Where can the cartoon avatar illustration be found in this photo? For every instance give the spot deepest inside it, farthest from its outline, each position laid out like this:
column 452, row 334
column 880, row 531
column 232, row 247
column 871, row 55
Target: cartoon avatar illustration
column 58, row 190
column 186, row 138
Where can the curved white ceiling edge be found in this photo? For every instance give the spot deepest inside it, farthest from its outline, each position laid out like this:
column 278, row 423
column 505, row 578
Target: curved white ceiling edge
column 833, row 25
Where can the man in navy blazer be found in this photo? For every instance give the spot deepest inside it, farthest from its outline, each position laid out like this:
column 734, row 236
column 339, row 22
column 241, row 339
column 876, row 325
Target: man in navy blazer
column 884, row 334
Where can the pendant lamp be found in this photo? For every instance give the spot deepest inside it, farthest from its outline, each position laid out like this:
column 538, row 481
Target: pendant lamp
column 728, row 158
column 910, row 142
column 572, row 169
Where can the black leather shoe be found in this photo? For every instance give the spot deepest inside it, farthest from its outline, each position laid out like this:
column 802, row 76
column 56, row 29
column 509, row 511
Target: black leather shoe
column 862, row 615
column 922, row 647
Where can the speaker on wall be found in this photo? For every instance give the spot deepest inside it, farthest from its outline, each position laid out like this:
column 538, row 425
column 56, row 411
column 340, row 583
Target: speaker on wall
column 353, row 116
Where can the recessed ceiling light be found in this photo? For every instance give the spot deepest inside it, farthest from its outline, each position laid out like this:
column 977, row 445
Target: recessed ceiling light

*SHORT PROBLEM:*
Put every line of the items above into a Markdown table with the columns "No." and "Line", numbering the rows and leaving out blank lines.

*TASK OUTPUT:*
| No. | Line |
|---|---|
| 1 | Where can the cartoon avatar illustration be found in this photo? For every instance give the spot deepest inside it, farthest from its outline, each position laid out like this: |
| 2 | column 452, row 334 |
| 3 | column 880, row 531 |
| 4 | column 232, row 247 |
| 5 | column 871, row 55 |
| 6 | Target: cartoon avatar illustration |
| 7 | column 58, row 190 |
| 8 | column 186, row 138 |
| 9 | Where can the curved white ceiling edge be found in this photo? For every instance give the spot deepest inside it, farthest from its outline, each position laid out like this: |
| 10 | column 278, row 423 |
| 11 | column 505, row 578 |
| 12 | Target: curved white ceiling edge |
| 13 | column 833, row 25 |
| 14 | Where can the man in navy blazer be found in this photo? For every instance give the spot deepest inside it, farthest from its outline, each position laid out like this: |
| 15 | column 734, row 236 |
| 16 | column 339, row 22 |
| 17 | column 241, row 339 |
| 18 | column 876, row 325 |
| 19 | Target: man in navy blazer |
| 20 | column 884, row 334 |
| 21 | Where can the pendant lamp be found in this photo? For every instance give the spot deepest inside it, farthest from its outline, each position laid out like this: |
| 22 | column 538, row 481 |
| 23 | Target: pendant lamp |
| 24 | column 728, row 158 |
| 25 | column 910, row 142 |
| 26 | column 572, row 169 |
| 27 | Where can the black leather shoe be found in this photo? For every instance give the spot deepest inside it, farthest from its outline, each position laid out like this: |
| 28 | column 802, row 76 |
| 29 | column 56, row 29 |
| 30 | column 509, row 511 |
| 31 | Target: black leather shoe |
| 32 | column 862, row 615 |
| 33 | column 922, row 647 |
| 34 | Where can the speaker on wall be found in this photo? For every instance give the spot deepest inside it, farthest from its outline, each position laid out like this: |
| 35 | column 538, row 425 |
| 36 | column 56, row 411 |
| 37 | column 340, row 583 |
| 38 | Target: speaker on wall |
| 39 | column 353, row 116 |
| 40 | Where can the recessed ceiling light be found in this photo? For every instance give the spot deepest inside it, farthest from its outline, each position laid out like this: |
| 41 | column 977, row 445 |
| 42 | Target: recessed ceiling light |